▶ _Supplied records_:
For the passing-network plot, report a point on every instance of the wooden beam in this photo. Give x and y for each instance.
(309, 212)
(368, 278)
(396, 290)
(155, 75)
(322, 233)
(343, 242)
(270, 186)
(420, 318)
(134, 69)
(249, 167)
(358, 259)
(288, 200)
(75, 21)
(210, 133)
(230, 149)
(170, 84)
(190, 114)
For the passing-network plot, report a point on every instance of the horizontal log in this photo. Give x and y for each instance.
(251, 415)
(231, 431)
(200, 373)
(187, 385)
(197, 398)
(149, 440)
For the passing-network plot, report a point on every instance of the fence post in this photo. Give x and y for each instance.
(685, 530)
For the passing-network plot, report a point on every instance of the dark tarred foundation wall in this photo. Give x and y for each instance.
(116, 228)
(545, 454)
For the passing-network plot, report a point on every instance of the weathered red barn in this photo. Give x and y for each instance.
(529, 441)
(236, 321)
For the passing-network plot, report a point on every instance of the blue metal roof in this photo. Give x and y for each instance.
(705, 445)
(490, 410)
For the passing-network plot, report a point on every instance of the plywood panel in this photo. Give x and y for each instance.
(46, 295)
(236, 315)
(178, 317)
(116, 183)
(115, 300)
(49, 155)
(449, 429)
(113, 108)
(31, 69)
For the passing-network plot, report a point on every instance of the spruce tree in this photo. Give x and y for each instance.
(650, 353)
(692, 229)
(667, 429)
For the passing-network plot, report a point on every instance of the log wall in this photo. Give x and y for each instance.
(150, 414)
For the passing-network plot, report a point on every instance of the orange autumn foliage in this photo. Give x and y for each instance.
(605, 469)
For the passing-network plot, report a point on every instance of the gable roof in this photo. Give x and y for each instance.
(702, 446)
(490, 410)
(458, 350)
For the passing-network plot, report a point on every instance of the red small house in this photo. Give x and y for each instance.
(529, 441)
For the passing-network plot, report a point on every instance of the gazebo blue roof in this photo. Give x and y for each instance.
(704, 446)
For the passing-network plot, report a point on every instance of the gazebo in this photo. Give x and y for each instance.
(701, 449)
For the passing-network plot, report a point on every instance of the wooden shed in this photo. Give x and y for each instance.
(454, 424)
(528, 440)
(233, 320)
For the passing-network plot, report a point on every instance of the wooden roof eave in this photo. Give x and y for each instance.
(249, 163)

▶ _What to produce_: Copy out all of the lines above again, word for word, from the first one to the last.

▶ _Completed exercise_:
For the passing-network plot, report a point on every instance of the wooden beam in this photo. Give x and y for each instance.
(309, 212)
(368, 278)
(396, 290)
(155, 75)
(322, 233)
(343, 242)
(270, 186)
(420, 318)
(134, 69)
(249, 167)
(358, 259)
(288, 200)
(75, 21)
(210, 133)
(230, 149)
(170, 84)
(190, 114)
For the passing-network plot, report a point on every instance of the horizontal log in this photo. Give x and y for each instance.
(251, 415)
(231, 431)
(200, 373)
(187, 385)
(197, 398)
(149, 440)
For the passing-network plot, report a point on every instance of the fence post in this photo. Give x and y for each instance.
(685, 530)
For the passing-network plot, report a point on every instance of the dark tarred foundation wall in this photo. Give x and y for each instance.
(116, 228)
(545, 454)
For the passing-network plot, report a point on every instance of the weathered red barn in this photo. Give x and y for each instance.
(529, 441)
(236, 321)
For the passing-network plot, report a point on every instance of the blue metal roof in this photo. Give x and y for each instance.
(705, 445)
(490, 410)
For the passing-network plot, report a point on every instance of the plywood panel in this photo. Give x and y for each instance.
(46, 295)
(236, 315)
(178, 317)
(116, 183)
(115, 300)
(49, 155)
(449, 429)
(113, 108)
(31, 69)
For the passing-network plot, report a point on every instance of the spruce tree in this photo. Give x and y for each instance.
(650, 353)
(692, 229)
(667, 429)
For the passing-network plot, report a point on every instance of the log wall in this photo. Give x and y for each instance.
(150, 414)
For the passing-network plot, report a point on every instance of the orange autumn foliage in this photo. Give x and y for each instance.
(605, 469)
For the passing-network plot, report a point on every instance of the gable roof in this photo. Give x and y for each instance.
(702, 446)
(490, 410)
(458, 350)
For the passing-network plot, report a point on every instance of the red small house in this photo. Give x and y for each instance.
(529, 441)
For the passing-network plot, report a point on every instance of the gazebo blue roof in this photo. Give x and y for each instance.
(704, 446)
For the passing-network plot, report a point on every instance of the gazebo in this photo. Give x and y for each instance.
(701, 449)
For the passing-network plot, report a point on every instance of the wooden shed in this photo. Give x and y for each instance.
(454, 424)
(528, 440)
(233, 320)
For the passing-network plot, report a point on every instance of the wooden roof eave in this photo. Give x and y for each instance.
(249, 163)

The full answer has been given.